▶ [Text]:
++++++++++

For the next part of the lab, I conducted an agarose gel electrophoresis for my three types of fish DNA. I began by acquiring pre-made 1% agarose gel from my professor. After making sure the top of the gel was near the red electrical connector and that the level of 1x TAE buffer barely covered the height of the wells in the gel, I got a piece of parafilm for my lab partners at my table. One of my partners (Kayla) used a p20 micropipette to drop 2.0 microliter droplets of Loading Dye in four rows of three onto the parafilm (our lab table had four people, each with three different fish samples) and labeled each partner’s row and identification number near the droplets. Kayla continued to use the same pipette, but now with a new tip and added 3.0 microliters of each of our genomic DNA to each of our three existing droplets of Loading Dye. I then took over and used the same pipette to transfer each of the now 5.0 microliter droplets from the parafilm to the specific gel wells that our group categorized and labeled. We then put a lid over the gel box and hooked up the red wires with the red connector and the black wires with the black connector. We set up the volts to 145, pressed the button to “run” the gel, and made sure that the gel electrophoresis was indeed undergoing. After about 15 minutes, our group retrieved the gels and brought them to the machine where the existing Gel Red in the gel would allow special imaging of the DNA lengths to be developed and taken. Once our professor saved our group’s gel images, we recycled our gels so that they could be reused.

 

On the top row going from left to right (Kayla, Carter) and on the bottom row going left to right (Peter, Jinwoo). Both are the same images of my group’s gel; however, the image on the right has the colors inverted to give a different contrast and visual of the lengths of our fish samples’ DNA. All of our samples were successful in the DNA extraction and gel electrophoresis.

++++++++++

(Data entries)
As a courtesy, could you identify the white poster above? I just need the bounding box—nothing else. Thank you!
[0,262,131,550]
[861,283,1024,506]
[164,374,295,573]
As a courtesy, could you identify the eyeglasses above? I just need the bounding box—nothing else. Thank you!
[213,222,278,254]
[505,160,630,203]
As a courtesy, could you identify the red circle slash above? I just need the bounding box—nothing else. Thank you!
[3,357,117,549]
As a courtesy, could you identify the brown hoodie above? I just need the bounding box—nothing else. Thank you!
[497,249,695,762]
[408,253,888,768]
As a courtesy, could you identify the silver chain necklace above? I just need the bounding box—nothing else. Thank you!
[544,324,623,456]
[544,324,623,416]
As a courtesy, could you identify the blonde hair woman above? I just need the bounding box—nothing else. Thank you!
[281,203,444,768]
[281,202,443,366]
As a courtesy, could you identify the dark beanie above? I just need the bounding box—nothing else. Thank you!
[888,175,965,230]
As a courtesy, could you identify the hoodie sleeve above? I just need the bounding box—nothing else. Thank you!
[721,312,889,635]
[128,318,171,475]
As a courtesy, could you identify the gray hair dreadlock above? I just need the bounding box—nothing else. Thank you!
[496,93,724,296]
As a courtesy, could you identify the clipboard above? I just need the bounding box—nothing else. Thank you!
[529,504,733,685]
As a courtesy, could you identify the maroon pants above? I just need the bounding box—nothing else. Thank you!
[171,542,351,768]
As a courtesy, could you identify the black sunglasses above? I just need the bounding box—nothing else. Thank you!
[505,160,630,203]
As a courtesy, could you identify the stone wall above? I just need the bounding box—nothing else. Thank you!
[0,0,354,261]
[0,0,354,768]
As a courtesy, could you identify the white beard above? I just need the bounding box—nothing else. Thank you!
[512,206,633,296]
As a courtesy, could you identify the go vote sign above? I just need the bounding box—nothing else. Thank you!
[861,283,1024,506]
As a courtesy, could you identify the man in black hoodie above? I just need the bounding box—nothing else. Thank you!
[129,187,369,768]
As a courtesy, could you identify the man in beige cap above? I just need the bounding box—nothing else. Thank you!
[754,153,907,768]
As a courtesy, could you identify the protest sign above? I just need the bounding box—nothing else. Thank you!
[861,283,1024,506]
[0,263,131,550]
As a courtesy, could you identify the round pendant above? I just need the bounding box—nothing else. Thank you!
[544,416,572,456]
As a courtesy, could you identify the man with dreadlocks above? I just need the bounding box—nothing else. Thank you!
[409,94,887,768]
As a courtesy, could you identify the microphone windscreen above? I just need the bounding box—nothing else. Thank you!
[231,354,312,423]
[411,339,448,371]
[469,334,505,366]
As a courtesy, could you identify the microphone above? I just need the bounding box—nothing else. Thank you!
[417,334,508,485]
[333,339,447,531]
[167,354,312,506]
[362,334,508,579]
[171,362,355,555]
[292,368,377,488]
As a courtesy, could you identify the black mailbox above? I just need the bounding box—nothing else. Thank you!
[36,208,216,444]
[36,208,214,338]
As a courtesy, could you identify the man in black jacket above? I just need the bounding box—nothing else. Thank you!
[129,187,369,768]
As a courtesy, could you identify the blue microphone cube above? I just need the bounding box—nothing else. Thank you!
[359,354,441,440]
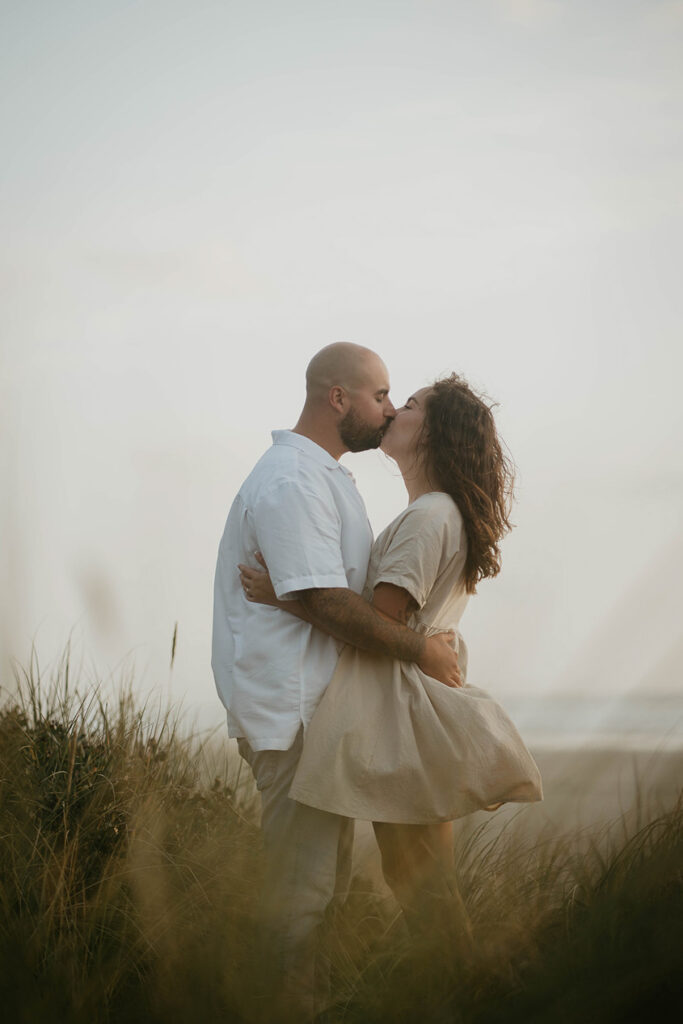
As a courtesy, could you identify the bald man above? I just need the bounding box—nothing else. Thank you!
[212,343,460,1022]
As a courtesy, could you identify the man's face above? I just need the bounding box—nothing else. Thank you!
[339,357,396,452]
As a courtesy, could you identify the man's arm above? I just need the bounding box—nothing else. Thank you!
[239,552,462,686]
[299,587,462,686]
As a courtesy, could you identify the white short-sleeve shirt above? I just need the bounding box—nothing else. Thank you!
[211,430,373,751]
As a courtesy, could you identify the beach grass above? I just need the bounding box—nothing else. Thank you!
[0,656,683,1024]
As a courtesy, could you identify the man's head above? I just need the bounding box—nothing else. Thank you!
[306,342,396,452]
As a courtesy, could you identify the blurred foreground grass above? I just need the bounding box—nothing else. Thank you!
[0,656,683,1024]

++++++++++

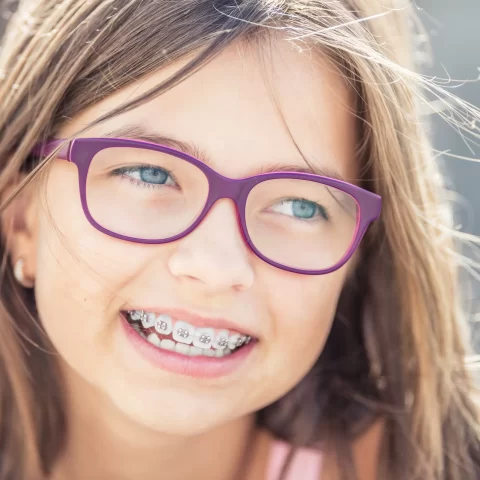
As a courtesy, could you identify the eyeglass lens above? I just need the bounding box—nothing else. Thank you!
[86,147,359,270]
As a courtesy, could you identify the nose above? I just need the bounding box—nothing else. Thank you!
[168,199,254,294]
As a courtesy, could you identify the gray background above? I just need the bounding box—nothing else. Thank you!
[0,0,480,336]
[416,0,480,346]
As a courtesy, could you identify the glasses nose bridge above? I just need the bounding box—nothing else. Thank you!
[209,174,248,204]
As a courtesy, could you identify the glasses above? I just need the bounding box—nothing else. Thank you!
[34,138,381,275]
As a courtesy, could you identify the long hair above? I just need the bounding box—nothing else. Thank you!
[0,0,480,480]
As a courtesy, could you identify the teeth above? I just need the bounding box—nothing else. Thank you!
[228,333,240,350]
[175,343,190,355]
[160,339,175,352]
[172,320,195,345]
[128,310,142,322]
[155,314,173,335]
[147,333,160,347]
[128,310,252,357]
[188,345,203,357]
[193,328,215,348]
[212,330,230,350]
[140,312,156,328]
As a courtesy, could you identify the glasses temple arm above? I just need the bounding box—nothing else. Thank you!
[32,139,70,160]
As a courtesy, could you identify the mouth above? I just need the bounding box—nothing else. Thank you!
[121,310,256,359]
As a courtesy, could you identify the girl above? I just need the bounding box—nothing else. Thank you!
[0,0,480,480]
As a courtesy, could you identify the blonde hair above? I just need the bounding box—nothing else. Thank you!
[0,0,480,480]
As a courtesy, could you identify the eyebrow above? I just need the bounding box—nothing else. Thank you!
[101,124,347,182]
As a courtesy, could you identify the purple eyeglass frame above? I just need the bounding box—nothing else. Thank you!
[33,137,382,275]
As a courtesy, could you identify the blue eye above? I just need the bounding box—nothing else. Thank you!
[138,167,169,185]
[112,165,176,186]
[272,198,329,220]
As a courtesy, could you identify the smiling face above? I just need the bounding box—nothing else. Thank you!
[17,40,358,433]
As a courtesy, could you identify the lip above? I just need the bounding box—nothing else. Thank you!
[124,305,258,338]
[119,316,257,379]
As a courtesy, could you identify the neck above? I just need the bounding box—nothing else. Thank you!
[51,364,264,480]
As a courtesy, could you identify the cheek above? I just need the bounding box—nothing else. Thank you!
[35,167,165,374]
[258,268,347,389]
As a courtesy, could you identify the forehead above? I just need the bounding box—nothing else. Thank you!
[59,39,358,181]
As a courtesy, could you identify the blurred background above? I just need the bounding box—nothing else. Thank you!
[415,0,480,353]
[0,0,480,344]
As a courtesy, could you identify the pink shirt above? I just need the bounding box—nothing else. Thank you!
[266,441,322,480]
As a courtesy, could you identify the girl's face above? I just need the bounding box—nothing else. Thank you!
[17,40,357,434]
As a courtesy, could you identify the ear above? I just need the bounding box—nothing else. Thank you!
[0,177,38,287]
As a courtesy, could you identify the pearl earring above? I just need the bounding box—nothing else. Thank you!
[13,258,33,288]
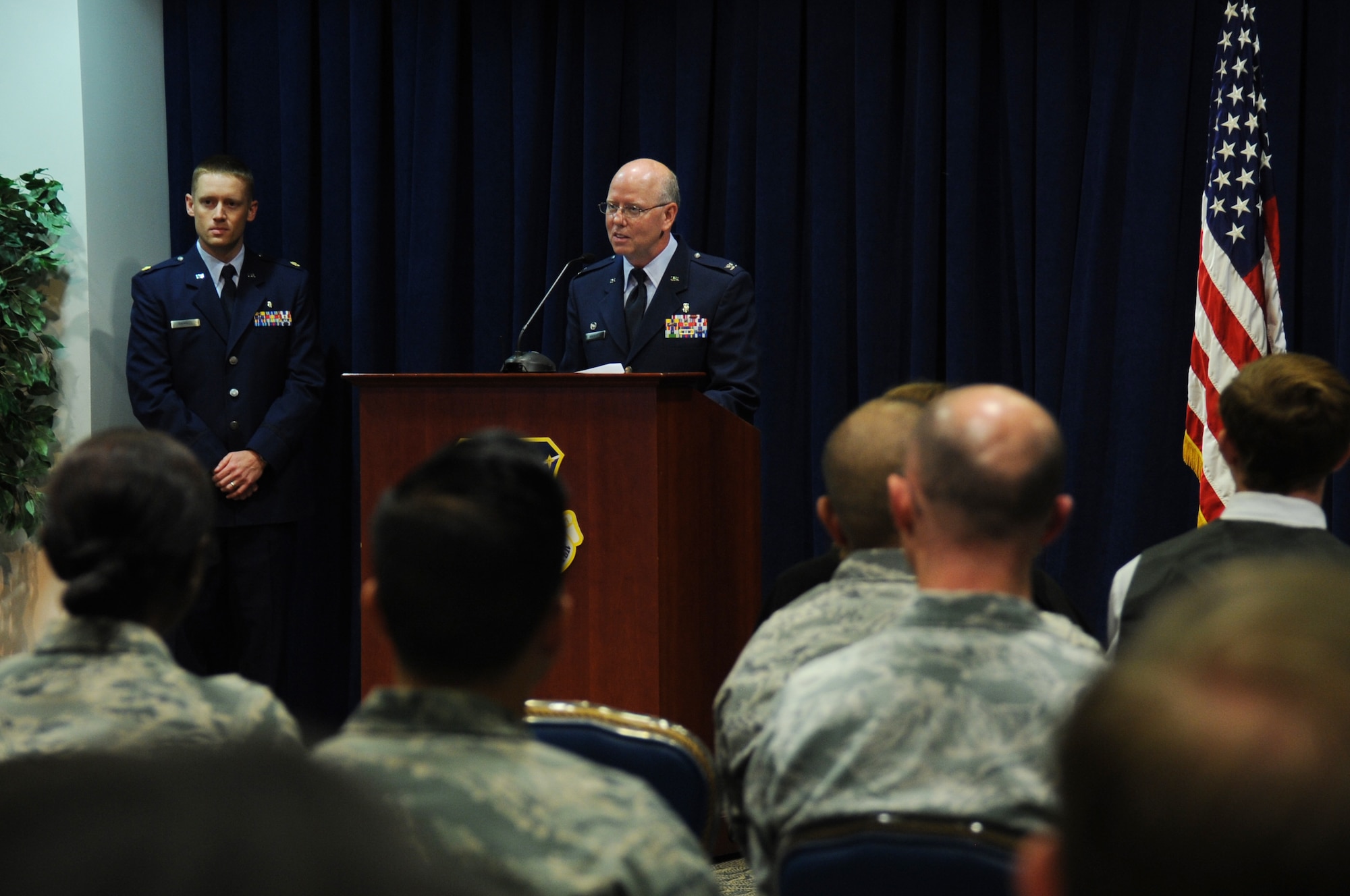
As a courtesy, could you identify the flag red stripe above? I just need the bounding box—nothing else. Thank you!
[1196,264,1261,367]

++++++++++

▶ [Things to do]:
1. List every lab group member named in the gel electrophoresis write-up.
2. According to the gel electrophoresis write-up, what voltage was the gel run at?
3. Pick up the gel electrophoresis write-up after its last sentence and continue it.
These rows were taken from a separate source.

▶ [Written responses]:
1. Kayla, Carter, Peter, Jinwoo

2. 145 volts

3.
After running a gel electrophoresis for our fish samples’ DNA, amplification of CO1 from fish was the next goal. I started by labeling three centrifuge tubes with their specific identification number and “1:10” (Ex. CP01   1:10) on the top and side. I then added 18 microliters of purified water in each of the tubes with a micropipette. Next, the micropipette tips were changed and 2 microliters of my gDNA were added to the tube. By gently tapping the tubes on the table, I was able to dilute my gDNA. I then acquired three different PCR tubes and labeled them with their specific identification number (Ex. CP01) on the top and side. I added 2 microliters of the 1:10 dilutions of gDNA from the centrifuge tubes to the corresponding PCR tubes with the correct identification number (Ex. CP01  1:10 centrifuge tube contents transferred to CP01 PCR tube). I then acquired the master mix from my lab partner (Jinwoo, who made it for our table) and changed pipette tips to then transfer in 18 microliters of the master mix into each PCR tube (Our group decided on making a master mix that had a volume x 18, to ensure more than enough was available for each person at the table just in case somebody transferred too much master matrix into their PCR tubes. I then put my PCR tubes into the ice container until all students in the lab were finished. Once everyone was ready, I placed my PCR tubes into the thermocycler along with everybody else’s PCR tubes. Our professor then turned on the thermocycler and began the process of amplifying the C01 from my fish DNA.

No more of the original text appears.